# [GOAL]
Please state which measure the outage prediction text says was used to quantify how closely the weather variable distribution of the training dataset matched that of the forecasted event.

# [DOCUMENT TEXT]
A growing number of electricity utilities use machine learning-based outage prediction models (OPMs) to predict the impact of storms on their networks for sustainable management. The accuracy of OPM predictions is sensitive to sample size and event severity representativeness in the training dataset, the extent of which has not yet been quantified. This study devised a randomized and out-of-sample validation experiment to quantify an OPM’s prediction uncertainty to different training sample sizes and event severity representativeness. The study showed random error decreasing by more than 100% for sample sizes ranging from 10 to 80 extratropical events, and by 32% for sample sizes from 10 to 40 thunderstorms. This study quantified the minimum number of sample size for the OPM attaining an acceptable prediction performance. The results demonstrated that conditioning the training of the OPM to a subset of events representative of the predicted event’s severity reduced the underestimation bias exhibited in high-impact events and the overestimation bias in low-impact ones. We used cross entropy (CE) to quantify the relatedness of weather variable distribution between the training dataset and the forecasted event.

Entries from a dataset

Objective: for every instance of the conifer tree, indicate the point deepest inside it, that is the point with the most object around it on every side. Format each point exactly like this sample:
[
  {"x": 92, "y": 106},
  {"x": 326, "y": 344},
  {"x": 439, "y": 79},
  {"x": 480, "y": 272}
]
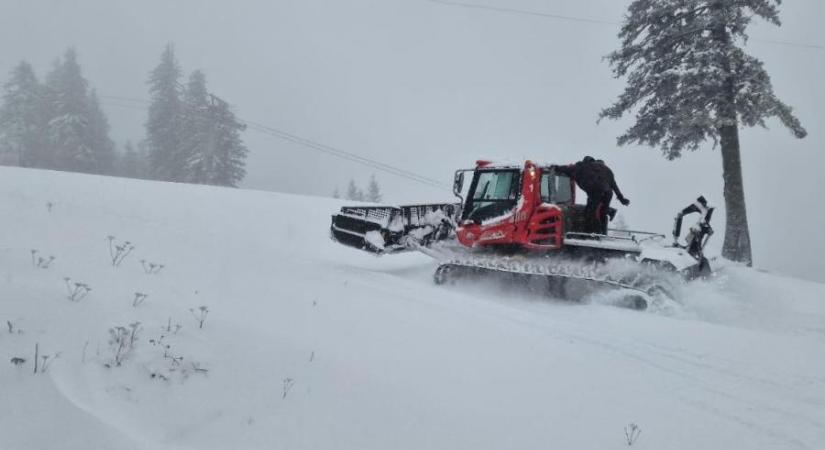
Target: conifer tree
[
  {"x": 22, "y": 121},
  {"x": 102, "y": 145},
  {"x": 231, "y": 152},
  {"x": 165, "y": 116},
  {"x": 68, "y": 130},
  {"x": 211, "y": 141},
  {"x": 196, "y": 145},
  {"x": 689, "y": 80}
]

# [COMPLETED EXERCISE]
Cross entropy (CE).